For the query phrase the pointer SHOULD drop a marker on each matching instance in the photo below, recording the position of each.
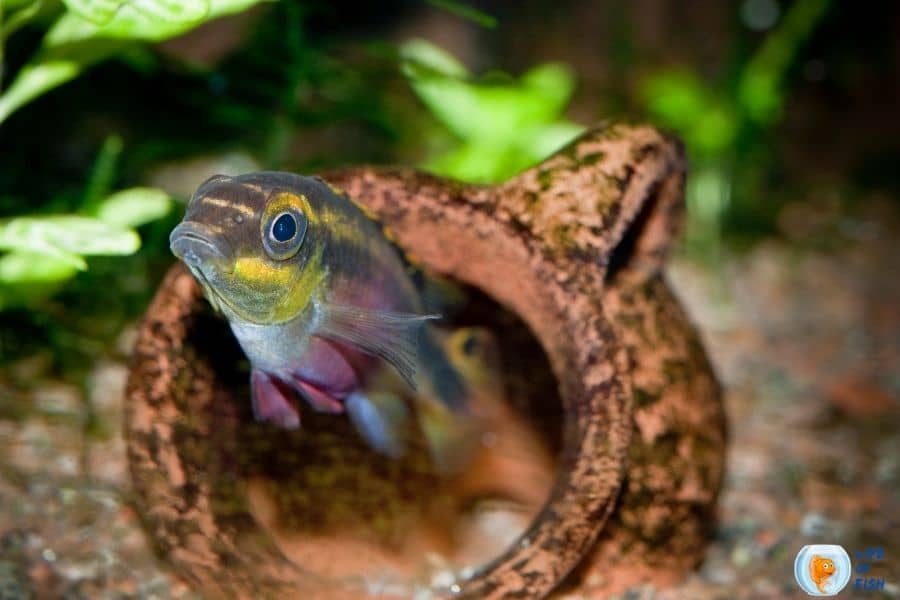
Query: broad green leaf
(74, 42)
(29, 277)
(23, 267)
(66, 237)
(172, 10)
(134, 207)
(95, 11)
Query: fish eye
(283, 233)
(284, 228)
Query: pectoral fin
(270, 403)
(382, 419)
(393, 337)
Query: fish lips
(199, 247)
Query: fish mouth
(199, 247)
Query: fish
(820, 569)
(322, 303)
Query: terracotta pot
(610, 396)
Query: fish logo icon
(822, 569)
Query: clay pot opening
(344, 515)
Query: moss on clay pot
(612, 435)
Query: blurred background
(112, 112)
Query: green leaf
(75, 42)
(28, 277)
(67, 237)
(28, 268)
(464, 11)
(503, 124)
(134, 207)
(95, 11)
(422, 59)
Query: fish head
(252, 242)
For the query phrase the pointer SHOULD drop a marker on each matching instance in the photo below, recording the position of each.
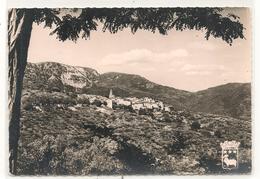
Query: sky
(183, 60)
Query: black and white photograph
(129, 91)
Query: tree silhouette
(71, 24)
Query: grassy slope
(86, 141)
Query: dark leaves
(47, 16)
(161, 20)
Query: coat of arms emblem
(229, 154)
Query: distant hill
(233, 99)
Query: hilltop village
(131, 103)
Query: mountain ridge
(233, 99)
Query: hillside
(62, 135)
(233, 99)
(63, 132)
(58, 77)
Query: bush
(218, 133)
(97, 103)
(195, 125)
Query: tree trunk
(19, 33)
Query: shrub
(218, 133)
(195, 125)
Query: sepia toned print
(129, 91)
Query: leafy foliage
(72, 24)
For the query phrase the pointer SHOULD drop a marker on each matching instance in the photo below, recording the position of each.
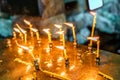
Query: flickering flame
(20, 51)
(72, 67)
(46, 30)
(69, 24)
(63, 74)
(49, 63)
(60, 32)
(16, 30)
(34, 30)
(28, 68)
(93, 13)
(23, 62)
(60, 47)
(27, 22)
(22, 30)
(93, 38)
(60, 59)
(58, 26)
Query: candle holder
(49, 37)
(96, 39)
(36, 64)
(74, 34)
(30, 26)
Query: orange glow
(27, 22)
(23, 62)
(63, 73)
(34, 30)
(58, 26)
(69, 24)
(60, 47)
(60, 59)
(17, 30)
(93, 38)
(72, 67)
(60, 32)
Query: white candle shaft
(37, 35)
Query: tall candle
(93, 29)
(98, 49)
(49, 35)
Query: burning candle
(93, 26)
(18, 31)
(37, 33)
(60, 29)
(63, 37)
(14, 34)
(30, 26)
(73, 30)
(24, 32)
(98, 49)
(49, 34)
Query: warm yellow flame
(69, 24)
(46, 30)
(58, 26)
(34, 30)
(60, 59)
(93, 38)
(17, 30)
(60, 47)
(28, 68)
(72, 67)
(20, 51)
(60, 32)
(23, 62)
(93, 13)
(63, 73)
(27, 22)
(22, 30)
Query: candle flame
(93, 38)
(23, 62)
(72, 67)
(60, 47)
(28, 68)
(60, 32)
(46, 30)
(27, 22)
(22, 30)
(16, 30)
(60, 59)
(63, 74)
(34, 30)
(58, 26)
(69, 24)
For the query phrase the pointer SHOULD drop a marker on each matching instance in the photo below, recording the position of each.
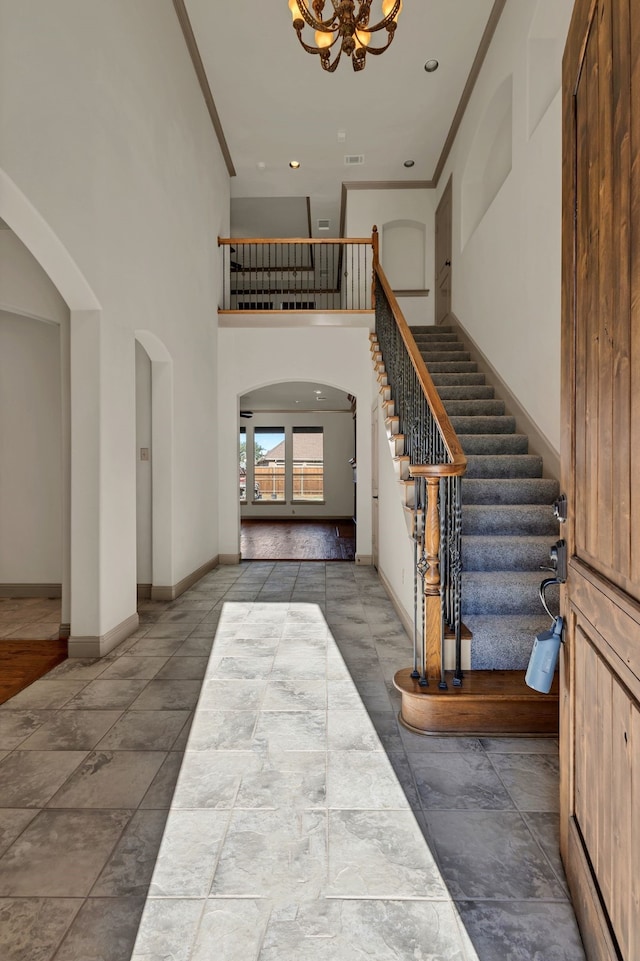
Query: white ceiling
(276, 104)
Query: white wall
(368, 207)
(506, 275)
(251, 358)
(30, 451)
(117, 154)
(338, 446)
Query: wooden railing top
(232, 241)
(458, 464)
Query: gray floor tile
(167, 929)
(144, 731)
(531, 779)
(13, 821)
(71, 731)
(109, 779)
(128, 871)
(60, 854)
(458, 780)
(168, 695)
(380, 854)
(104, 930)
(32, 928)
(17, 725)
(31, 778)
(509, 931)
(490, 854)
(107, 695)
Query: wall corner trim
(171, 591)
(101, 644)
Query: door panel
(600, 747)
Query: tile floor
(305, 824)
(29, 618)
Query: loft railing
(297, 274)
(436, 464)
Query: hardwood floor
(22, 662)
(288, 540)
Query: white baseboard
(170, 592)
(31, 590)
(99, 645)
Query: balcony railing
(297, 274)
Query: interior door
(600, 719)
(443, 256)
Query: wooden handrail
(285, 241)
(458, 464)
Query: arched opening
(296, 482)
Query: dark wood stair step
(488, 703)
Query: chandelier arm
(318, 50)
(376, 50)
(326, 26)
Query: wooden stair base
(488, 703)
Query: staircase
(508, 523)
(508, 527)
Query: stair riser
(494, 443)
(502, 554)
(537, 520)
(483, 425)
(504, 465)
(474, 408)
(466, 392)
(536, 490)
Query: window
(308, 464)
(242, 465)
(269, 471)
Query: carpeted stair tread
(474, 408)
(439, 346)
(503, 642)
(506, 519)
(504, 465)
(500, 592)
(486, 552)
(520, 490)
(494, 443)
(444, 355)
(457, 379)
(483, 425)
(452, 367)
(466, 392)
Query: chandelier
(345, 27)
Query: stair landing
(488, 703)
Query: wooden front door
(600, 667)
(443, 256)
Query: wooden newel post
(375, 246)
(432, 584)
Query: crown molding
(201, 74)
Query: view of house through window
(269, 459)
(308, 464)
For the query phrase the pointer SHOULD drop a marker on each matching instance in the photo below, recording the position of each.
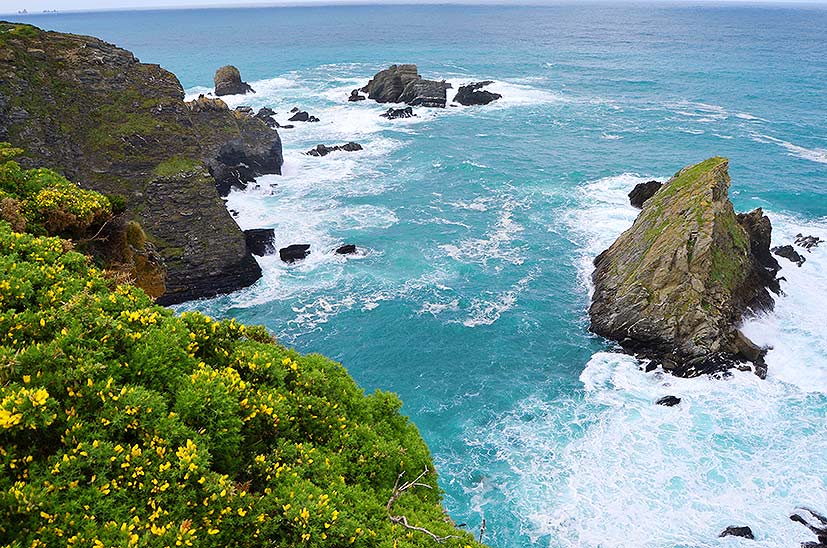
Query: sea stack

========================

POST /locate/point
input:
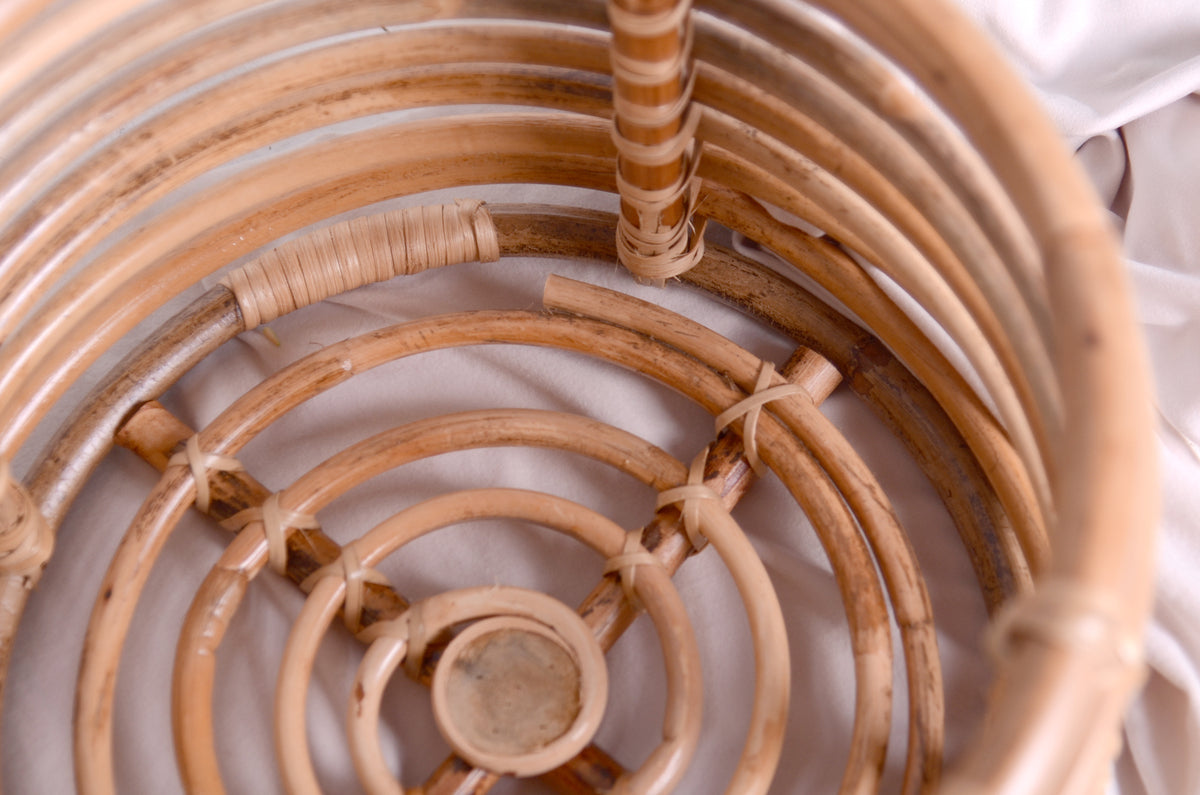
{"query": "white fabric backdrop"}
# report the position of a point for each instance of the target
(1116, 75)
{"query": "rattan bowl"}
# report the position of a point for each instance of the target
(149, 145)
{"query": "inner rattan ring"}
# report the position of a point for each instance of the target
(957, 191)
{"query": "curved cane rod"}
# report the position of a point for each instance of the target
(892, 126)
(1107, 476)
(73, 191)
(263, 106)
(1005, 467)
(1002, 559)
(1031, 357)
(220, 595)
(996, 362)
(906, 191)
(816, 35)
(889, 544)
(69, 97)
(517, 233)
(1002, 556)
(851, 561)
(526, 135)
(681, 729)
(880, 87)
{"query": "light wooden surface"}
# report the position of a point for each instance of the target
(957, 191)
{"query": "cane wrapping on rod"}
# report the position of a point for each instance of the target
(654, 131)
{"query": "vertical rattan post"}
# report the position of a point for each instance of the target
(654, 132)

========================

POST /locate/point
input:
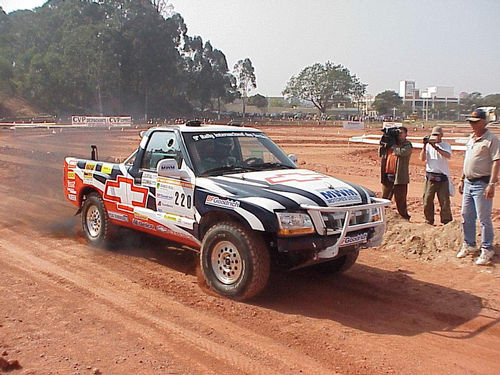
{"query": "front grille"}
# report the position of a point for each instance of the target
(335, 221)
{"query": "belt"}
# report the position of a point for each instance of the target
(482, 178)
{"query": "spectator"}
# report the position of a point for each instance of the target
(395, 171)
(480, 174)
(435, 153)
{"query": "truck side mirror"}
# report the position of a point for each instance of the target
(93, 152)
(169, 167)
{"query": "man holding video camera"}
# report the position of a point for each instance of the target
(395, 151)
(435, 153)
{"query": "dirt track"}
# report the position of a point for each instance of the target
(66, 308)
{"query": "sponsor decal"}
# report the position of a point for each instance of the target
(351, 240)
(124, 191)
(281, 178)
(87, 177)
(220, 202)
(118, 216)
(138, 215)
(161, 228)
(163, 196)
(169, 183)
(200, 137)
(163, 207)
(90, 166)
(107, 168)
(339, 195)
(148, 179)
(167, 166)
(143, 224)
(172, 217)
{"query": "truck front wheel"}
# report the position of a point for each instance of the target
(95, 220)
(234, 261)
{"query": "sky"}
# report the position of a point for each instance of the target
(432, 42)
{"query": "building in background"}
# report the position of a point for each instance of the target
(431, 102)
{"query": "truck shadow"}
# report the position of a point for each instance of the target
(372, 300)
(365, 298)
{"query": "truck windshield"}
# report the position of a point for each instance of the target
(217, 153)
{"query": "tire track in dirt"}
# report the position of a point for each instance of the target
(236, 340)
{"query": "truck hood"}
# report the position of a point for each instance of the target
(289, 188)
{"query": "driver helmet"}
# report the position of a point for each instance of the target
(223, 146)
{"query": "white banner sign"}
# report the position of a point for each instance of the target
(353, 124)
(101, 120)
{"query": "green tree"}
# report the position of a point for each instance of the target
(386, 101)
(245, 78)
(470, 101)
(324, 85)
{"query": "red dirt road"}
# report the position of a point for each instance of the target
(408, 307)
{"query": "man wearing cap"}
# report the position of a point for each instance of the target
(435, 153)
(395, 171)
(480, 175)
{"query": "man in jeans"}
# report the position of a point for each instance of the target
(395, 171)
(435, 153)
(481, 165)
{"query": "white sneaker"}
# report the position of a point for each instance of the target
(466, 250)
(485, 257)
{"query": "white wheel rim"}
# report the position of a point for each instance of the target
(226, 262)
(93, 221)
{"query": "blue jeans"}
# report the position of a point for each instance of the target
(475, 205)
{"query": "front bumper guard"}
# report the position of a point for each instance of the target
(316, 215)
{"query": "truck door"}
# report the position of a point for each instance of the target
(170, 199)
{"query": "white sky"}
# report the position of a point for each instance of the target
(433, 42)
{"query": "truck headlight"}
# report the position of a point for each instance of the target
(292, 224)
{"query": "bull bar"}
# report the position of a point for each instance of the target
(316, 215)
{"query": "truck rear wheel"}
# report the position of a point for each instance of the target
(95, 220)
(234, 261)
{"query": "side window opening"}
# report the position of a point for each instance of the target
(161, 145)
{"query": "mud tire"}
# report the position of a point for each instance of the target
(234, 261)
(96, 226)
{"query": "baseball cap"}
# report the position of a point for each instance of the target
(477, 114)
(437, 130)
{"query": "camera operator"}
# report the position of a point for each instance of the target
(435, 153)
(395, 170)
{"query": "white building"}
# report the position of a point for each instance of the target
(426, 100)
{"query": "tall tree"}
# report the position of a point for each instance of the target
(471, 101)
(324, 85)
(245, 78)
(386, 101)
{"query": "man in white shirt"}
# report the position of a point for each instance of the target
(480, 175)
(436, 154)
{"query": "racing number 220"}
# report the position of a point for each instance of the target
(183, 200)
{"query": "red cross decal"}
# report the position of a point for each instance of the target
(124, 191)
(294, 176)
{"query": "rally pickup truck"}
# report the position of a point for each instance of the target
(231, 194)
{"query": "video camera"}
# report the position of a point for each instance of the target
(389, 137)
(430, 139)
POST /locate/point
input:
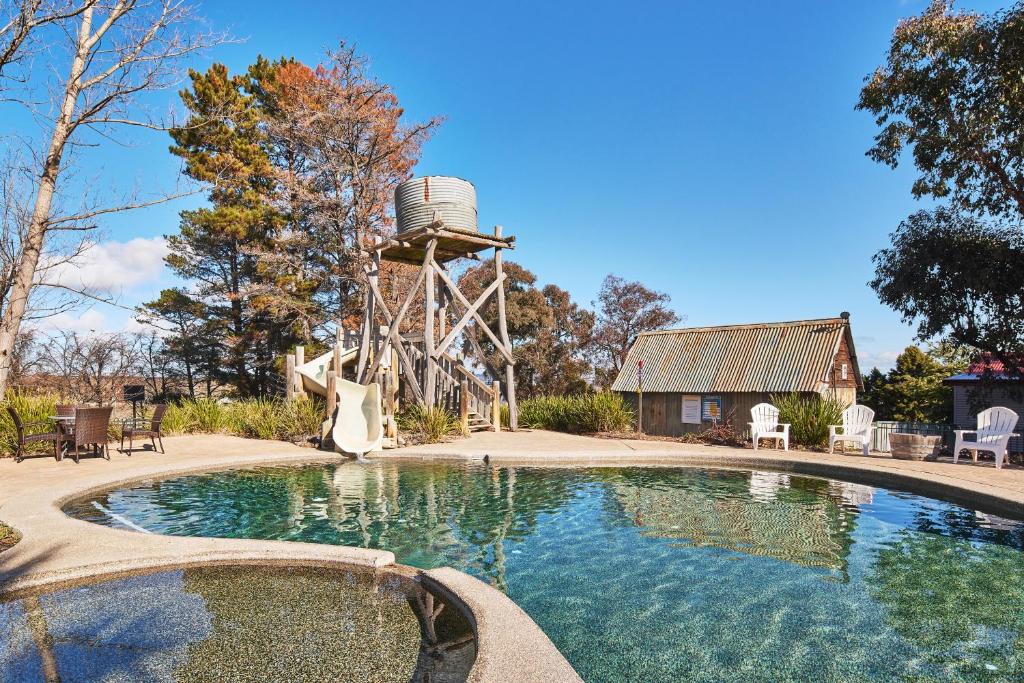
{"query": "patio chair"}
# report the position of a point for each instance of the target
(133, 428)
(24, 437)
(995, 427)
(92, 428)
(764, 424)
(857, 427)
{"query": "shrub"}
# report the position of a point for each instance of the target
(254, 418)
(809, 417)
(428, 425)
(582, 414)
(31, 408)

========================

Rassemblez, s'il vous plaît, toutes les lignes des enregistrements qui contiennent le mot « wooden » et recopiez-les. La casse compte.

Query: wooden railing top
Query: wooden handrail
Query: wooden stair base
Query: wooden front door
Query: wooden newel post
{"query": "light wooden surface"}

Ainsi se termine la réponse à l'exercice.